> Work task:
I need each line of the entries below that includes the string "neighboring".

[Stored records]
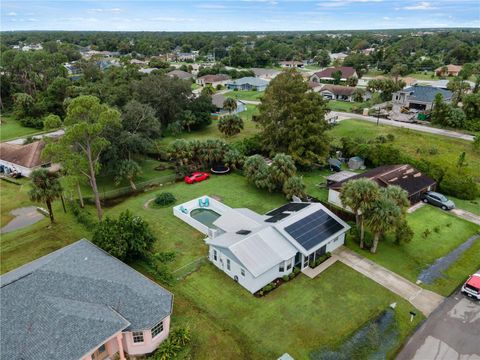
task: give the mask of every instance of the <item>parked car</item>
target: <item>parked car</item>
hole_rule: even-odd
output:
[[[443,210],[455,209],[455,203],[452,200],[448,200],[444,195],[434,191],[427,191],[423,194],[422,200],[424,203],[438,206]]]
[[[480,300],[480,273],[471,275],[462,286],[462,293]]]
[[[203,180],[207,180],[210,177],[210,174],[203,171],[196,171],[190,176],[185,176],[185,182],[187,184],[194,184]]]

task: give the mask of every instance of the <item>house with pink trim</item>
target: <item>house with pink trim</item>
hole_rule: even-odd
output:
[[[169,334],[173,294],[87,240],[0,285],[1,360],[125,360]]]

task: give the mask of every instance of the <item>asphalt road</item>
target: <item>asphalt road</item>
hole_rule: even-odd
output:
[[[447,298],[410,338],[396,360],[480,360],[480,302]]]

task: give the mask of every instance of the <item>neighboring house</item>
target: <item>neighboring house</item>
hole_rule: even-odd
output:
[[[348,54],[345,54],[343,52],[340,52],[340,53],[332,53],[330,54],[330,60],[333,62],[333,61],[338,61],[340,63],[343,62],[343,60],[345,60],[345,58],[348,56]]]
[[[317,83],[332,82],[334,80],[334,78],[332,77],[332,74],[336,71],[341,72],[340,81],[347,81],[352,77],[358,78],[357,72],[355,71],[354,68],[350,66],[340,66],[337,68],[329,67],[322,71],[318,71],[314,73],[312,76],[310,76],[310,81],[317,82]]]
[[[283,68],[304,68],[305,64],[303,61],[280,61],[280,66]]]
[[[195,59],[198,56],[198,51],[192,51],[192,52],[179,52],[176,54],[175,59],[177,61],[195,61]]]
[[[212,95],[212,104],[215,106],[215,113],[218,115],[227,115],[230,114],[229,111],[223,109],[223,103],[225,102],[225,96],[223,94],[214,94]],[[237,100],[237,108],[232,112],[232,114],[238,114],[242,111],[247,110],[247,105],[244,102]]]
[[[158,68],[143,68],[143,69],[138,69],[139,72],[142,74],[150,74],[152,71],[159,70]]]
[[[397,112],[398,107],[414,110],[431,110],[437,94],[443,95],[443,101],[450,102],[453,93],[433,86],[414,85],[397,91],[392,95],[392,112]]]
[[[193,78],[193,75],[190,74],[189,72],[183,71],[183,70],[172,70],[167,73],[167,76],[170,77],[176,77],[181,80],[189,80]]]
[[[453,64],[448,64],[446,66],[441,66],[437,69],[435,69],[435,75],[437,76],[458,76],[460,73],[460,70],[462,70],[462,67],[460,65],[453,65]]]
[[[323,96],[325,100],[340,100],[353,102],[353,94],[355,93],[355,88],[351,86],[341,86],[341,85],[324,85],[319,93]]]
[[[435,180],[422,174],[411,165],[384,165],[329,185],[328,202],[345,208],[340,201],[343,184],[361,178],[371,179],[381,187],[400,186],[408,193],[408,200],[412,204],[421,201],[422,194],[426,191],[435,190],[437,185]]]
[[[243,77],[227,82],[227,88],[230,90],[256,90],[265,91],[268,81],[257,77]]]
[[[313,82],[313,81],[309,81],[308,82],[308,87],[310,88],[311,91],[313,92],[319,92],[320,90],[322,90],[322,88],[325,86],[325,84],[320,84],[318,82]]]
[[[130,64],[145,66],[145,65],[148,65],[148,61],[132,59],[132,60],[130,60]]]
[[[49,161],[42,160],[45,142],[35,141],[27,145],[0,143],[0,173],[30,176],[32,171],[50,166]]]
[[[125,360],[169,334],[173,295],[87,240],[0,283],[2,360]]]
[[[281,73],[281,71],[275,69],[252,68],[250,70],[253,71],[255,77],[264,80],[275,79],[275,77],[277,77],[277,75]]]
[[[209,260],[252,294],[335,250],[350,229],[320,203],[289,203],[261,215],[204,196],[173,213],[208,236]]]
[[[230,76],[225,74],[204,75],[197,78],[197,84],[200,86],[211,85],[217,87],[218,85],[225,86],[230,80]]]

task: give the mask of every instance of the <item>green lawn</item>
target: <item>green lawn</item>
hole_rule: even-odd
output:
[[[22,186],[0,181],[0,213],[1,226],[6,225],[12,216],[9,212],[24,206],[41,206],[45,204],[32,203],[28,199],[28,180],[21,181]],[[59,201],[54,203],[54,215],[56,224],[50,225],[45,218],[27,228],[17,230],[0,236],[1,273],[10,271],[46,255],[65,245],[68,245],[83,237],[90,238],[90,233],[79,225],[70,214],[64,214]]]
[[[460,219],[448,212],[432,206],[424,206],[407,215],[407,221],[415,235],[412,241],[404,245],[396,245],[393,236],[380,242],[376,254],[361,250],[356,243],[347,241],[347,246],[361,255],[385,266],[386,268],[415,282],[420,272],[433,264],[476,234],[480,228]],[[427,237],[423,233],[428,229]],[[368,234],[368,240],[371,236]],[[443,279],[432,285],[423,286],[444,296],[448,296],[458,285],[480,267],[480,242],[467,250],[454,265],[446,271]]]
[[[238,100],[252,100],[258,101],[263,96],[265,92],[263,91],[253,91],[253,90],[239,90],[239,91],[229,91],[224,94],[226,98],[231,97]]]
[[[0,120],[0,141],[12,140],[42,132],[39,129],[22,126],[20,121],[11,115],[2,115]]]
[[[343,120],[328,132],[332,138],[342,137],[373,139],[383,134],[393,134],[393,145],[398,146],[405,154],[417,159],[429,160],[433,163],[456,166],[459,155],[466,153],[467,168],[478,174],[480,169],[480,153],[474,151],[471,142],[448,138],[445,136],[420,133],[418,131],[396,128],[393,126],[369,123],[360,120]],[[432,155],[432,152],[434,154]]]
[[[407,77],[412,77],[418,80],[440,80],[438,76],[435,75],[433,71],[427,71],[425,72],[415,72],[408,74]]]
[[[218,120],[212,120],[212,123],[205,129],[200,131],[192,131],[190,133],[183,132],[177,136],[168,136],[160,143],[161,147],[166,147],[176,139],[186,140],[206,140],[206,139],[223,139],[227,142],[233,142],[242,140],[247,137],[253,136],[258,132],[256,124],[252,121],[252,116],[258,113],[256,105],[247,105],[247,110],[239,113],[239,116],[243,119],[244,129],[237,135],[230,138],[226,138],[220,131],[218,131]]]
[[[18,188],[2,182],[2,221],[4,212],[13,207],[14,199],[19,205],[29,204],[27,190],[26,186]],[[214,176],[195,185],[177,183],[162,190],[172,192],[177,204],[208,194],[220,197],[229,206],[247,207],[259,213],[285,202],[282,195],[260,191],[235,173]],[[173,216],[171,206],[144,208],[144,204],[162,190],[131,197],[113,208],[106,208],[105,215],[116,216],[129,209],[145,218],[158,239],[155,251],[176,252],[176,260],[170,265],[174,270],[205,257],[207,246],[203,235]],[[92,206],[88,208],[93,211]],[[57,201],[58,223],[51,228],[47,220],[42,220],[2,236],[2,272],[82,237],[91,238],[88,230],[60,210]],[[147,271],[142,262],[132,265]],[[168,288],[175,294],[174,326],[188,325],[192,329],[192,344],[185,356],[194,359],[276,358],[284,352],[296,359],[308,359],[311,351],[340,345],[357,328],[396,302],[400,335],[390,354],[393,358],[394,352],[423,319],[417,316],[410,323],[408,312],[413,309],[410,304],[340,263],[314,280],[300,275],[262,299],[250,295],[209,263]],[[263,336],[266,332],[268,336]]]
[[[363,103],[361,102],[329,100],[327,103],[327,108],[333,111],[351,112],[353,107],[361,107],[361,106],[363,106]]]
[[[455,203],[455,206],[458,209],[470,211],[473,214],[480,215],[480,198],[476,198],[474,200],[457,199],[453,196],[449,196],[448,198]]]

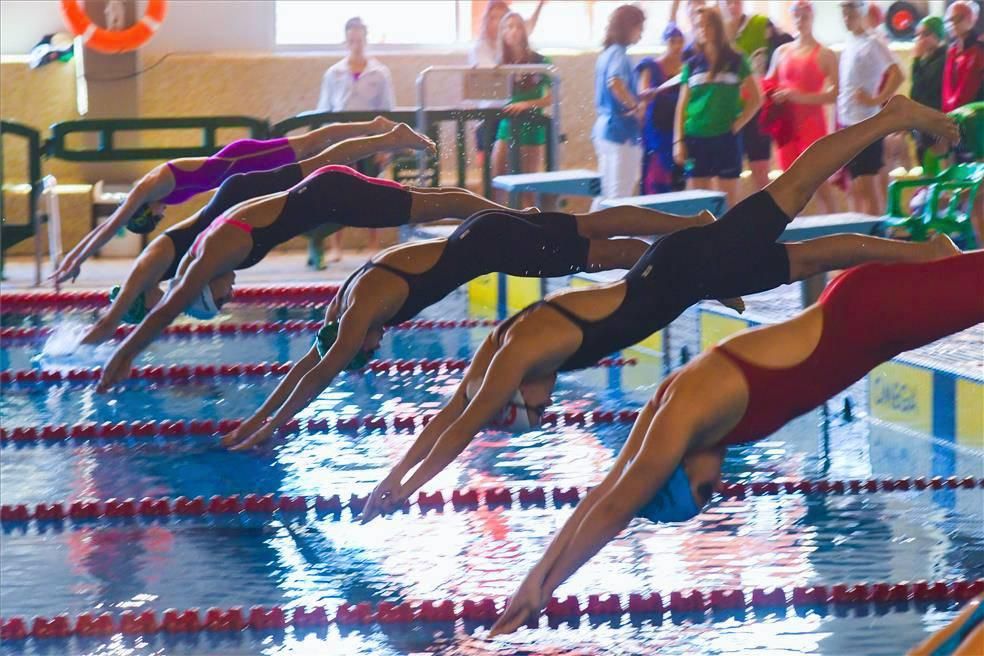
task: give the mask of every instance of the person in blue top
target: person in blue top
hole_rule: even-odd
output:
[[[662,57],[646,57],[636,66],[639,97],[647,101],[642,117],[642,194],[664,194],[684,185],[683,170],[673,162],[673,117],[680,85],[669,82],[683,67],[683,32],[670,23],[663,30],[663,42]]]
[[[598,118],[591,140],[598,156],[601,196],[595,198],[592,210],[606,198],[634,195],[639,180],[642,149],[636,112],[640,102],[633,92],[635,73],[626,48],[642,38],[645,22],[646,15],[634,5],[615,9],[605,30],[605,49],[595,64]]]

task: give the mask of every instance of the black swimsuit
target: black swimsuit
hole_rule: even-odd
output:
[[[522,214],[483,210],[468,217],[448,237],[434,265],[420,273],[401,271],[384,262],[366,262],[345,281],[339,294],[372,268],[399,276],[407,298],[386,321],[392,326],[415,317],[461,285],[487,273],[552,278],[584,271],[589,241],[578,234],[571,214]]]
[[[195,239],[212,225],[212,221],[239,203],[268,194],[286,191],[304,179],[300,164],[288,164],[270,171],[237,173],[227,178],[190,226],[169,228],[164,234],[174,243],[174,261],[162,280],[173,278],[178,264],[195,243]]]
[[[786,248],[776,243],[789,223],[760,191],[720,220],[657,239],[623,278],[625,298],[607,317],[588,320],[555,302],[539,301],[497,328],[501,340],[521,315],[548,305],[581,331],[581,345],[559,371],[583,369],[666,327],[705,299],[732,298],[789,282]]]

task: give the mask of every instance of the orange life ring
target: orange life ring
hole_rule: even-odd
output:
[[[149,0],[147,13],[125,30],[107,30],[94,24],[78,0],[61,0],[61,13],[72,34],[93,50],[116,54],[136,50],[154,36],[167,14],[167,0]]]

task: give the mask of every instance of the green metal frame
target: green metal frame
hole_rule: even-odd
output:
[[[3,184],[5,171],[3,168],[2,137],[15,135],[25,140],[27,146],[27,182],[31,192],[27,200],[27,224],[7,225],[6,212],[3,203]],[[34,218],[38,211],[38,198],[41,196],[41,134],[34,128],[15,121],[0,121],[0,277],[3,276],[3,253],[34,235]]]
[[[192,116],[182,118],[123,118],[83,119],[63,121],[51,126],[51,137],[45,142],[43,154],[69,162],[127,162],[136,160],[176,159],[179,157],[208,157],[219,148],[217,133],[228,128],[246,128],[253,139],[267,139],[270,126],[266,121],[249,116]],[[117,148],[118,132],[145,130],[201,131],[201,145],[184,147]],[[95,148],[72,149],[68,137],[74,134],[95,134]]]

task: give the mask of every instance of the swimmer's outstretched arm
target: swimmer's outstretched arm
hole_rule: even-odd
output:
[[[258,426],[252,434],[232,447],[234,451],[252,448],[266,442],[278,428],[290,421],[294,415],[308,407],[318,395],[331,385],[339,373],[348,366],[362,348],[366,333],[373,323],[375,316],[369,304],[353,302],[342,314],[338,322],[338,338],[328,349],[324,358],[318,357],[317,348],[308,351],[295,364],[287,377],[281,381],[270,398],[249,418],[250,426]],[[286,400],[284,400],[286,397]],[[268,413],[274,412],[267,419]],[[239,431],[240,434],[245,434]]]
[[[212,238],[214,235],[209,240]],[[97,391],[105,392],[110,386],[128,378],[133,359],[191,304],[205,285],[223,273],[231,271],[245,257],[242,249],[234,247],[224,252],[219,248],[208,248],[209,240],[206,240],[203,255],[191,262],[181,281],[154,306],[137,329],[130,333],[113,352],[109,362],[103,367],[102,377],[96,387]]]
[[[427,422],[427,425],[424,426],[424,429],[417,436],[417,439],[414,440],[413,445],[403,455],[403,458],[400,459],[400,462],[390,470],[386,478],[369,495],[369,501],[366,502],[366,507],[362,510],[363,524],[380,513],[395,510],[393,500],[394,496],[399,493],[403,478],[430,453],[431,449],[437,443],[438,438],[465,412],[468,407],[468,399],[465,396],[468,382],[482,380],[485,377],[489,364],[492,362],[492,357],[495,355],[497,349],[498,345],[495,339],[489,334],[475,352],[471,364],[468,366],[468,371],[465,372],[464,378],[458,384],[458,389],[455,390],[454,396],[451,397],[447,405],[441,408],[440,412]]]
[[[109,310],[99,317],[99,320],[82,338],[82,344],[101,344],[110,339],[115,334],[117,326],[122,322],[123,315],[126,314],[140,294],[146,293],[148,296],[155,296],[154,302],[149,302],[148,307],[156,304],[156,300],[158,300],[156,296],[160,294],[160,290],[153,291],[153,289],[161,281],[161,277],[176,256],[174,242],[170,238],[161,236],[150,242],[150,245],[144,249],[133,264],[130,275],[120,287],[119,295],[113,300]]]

> Answer to the exercise:
task: give the mask of every instance of the <item>neighboring house</item>
target: <item>neighboring house</item>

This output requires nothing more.